Put the data below into a two-column CSV with the header row input,output and one row per answer. The input field holds the text that the answer responds to, the output field holds the answer, and each field is quoted with its line breaks replaced by spaces.
= = =
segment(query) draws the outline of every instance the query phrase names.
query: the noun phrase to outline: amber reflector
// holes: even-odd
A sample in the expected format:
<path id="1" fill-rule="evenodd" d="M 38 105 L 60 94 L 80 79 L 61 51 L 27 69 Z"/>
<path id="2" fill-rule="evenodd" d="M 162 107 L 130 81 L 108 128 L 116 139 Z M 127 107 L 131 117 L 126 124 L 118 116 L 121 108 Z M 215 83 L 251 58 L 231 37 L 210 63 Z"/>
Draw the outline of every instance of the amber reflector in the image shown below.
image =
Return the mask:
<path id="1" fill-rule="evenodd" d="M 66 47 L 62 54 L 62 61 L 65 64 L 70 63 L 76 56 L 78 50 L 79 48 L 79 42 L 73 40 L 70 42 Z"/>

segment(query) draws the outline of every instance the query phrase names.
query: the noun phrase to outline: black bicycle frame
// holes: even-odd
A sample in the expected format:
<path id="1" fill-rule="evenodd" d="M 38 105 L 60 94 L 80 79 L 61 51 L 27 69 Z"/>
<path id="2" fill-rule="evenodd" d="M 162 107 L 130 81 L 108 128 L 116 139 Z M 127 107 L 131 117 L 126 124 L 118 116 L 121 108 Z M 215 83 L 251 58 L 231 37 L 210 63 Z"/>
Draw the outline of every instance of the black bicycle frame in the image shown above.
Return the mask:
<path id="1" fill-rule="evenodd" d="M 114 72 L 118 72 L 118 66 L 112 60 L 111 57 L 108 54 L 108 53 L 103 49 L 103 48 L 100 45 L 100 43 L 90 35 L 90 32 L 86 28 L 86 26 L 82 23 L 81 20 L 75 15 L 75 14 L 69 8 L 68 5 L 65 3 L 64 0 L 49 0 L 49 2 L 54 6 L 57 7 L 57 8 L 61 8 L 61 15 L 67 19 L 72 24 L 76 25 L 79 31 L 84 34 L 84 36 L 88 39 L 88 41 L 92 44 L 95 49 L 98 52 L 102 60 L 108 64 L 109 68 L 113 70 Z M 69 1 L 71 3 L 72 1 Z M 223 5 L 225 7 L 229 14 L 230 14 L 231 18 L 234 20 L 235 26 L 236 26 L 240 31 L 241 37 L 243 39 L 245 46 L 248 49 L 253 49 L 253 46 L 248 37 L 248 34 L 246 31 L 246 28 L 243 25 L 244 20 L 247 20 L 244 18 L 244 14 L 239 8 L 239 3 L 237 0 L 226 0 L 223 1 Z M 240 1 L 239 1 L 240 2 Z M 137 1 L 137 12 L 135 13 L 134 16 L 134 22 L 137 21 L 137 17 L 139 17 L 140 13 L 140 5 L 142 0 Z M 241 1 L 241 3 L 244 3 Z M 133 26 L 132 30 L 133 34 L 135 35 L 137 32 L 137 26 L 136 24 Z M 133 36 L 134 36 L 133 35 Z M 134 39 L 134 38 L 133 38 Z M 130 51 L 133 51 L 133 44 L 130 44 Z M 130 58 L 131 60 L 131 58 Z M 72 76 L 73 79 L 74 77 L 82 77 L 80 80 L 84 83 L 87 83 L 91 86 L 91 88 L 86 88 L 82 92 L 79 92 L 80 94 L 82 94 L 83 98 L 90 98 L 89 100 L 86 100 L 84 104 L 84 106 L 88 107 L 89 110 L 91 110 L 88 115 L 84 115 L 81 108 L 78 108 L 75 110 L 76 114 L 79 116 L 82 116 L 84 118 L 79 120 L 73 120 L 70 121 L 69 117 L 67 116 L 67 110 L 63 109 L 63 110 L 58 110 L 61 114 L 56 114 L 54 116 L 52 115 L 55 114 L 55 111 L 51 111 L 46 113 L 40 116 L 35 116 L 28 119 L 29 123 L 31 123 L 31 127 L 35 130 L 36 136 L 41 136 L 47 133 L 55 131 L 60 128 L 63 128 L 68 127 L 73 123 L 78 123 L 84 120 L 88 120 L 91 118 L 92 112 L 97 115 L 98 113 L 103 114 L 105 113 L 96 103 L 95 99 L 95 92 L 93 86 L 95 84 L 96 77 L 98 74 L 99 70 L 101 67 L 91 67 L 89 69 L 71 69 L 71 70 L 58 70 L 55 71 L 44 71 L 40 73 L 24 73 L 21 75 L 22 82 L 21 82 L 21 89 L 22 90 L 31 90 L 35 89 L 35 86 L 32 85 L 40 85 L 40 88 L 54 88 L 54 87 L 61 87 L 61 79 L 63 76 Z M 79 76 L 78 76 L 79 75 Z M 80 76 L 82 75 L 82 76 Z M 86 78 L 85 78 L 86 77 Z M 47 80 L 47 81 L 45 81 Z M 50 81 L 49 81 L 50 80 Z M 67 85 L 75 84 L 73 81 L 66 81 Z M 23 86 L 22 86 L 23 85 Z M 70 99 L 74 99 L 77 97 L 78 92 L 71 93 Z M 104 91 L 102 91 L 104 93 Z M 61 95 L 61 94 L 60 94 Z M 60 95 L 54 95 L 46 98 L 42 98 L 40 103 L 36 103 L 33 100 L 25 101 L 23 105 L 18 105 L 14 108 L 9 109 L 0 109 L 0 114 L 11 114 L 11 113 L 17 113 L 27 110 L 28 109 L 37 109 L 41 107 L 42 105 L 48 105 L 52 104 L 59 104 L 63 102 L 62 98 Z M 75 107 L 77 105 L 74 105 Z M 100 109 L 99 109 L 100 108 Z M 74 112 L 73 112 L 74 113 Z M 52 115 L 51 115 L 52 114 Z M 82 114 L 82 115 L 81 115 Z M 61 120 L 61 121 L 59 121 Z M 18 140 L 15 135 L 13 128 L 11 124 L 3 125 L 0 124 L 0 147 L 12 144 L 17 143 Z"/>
= = =
TASK ANSWER ▸
input,output
"segment(query) draws the outline of every instance the query phrase names. query: the noun phrase to outline: amber reflector // holes: even-odd A sample in the expected format: <path id=""1"" fill-rule=""evenodd"" d=""M 38 105 L 60 94 L 80 79 L 61 51 L 27 69 Z""/> <path id=""2"" fill-rule=""evenodd"" d=""M 162 107 L 130 81 L 108 128 L 116 139 Z M 127 107 L 131 117 L 126 124 L 118 116 L 121 108 Z M 215 83 L 251 58 L 231 37 L 210 63 Z""/> Draw the outline of every instance of the amber reflector in the image shown below. image = Return the mask:","<path id=""1"" fill-rule=""evenodd"" d=""M 66 47 L 62 54 L 62 61 L 65 64 L 70 63 L 76 56 L 78 50 L 79 48 L 79 42 L 73 40 L 70 42 Z""/>"
"segment(query) draws the outline of every instance the query phrase names. query: the noun phrase to outline: black bicycle frame // holes: even-odd A sample in the expected format: <path id=""1"" fill-rule=""evenodd"" d=""M 38 105 L 60 94 L 80 79 L 61 51 L 27 69 Z""/> <path id=""2"" fill-rule=""evenodd"" d=""M 162 107 L 130 81 L 108 128 L 116 139 Z M 127 107 L 131 117 L 126 124 L 118 116 L 121 108 Z M 215 83 L 251 58 L 231 37 L 210 63 Z""/> Draw the outline of every instance of the black bicycle frame in the image shown above. Return the mask:","<path id=""1"" fill-rule=""evenodd"" d=""M 114 72 L 118 72 L 118 66 L 112 60 L 111 57 L 108 54 L 108 53 L 103 49 L 103 48 L 100 45 L 100 43 L 90 35 L 90 32 L 86 28 L 86 26 L 82 23 L 81 20 L 75 15 L 75 14 L 69 8 L 68 5 L 65 3 L 64 0 L 49 0 L 49 2 L 54 6 L 57 7 L 57 8 L 61 8 L 61 15 L 67 19 L 72 24 L 76 25 L 79 31 L 84 34 L 84 36 L 88 39 L 88 41 L 92 44 L 95 49 L 98 52 L 102 60 L 108 64 L 109 68 L 113 70 Z M 69 1 L 71 3 L 72 1 Z M 223 5 L 225 7 L 229 14 L 230 14 L 231 18 L 234 20 L 235 26 L 236 26 L 240 31 L 241 37 L 243 39 L 245 46 L 248 49 L 253 49 L 253 46 L 248 37 L 248 34 L 246 31 L 246 28 L 243 25 L 244 20 L 247 20 L 244 18 L 244 14 L 239 8 L 239 3 L 237 0 L 226 0 L 223 1 Z M 240 1 L 239 1 L 240 2 Z M 137 1 L 137 12 L 135 13 L 134 16 L 134 22 L 137 21 L 137 17 L 139 17 L 140 13 L 140 5 L 142 0 Z M 241 1 L 241 3 L 244 3 Z M 133 26 L 132 30 L 133 34 L 135 35 L 137 32 L 137 26 L 136 24 Z M 133 36 L 134 36 L 133 35 Z M 134 39 L 134 38 L 133 38 Z M 130 51 L 133 51 L 133 44 L 130 44 Z M 130 58 L 131 60 L 131 58 Z M 72 76 L 73 79 L 74 77 L 82 77 L 80 80 L 84 83 L 87 83 L 91 86 L 91 88 L 86 88 L 82 92 L 79 92 L 80 94 L 82 94 L 83 98 L 90 98 L 89 100 L 86 100 L 84 104 L 84 106 L 88 107 L 89 110 L 91 110 L 88 115 L 84 115 L 81 108 L 78 108 L 75 110 L 76 114 L 79 116 L 82 116 L 84 118 L 79 120 L 73 120 L 70 121 L 69 117 L 67 116 L 67 110 L 63 109 L 63 110 L 58 110 L 61 114 L 56 114 L 54 116 L 52 115 L 55 114 L 55 111 L 51 111 L 46 113 L 40 116 L 35 116 L 28 119 L 29 123 L 31 123 L 31 127 L 35 130 L 36 136 L 41 136 L 47 133 L 55 131 L 60 128 L 63 128 L 68 127 L 73 123 L 78 123 L 84 120 L 88 120 L 91 118 L 92 112 L 97 115 L 98 113 L 103 114 L 105 113 L 96 103 L 95 99 L 95 92 L 93 86 L 95 84 L 96 77 L 98 74 L 99 70 L 101 67 L 91 67 L 89 69 L 71 69 L 71 70 L 58 70 L 55 71 L 44 71 L 40 73 L 24 73 L 21 75 L 22 82 L 21 82 L 21 89 L 22 90 L 31 90 L 35 89 L 35 86 L 32 85 L 40 85 L 40 88 L 54 88 L 54 87 L 61 87 L 61 79 L 63 76 Z M 79 76 L 78 76 L 79 75 Z M 80 76 L 82 75 L 82 76 Z M 86 78 L 85 78 L 86 77 Z M 47 80 L 47 81 L 45 81 Z M 50 81 L 49 81 L 50 80 Z M 67 85 L 75 84 L 73 81 L 66 81 Z M 23 86 L 22 86 L 23 85 Z M 70 99 L 74 99 L 77 97 L 78 92 L 71 93 Z M 104 91 L 102 91 L 104 93 Z M 61 95 L 61 94 L 60 94 Z M 60 95 L 54 95 L 46 98 L 42 98 L 40 103 L 36 103 L 33 100 L 25 101 L 23 105 L 18 105 L 14 108 L 9 109 L 0 109 L 0 114 L 11 114 L 11 113 L 17 113 L 27 110 L 28 109 L 37 109 L 41 107 L 42 105 L 48 105 L 52 104 L 59 104 L 63 102 L 62 98 Z M 75 107 L 77 105 L 74 105 Z M 100 109 L 99 109 L 100 108 Z M 74 112 L 73 112 L 74 113 Z M 52 115 L 51 115 L 52 114 Z M 82 114 L 82 115 L 81 115 Z M 61 120 L 61 121 L 59 121 Z M 18 140 L 15 135 L 13 128 L 11 124 L 3 125 L 0 124 L 0 147 L 12 144 L 17 143 Z""/>"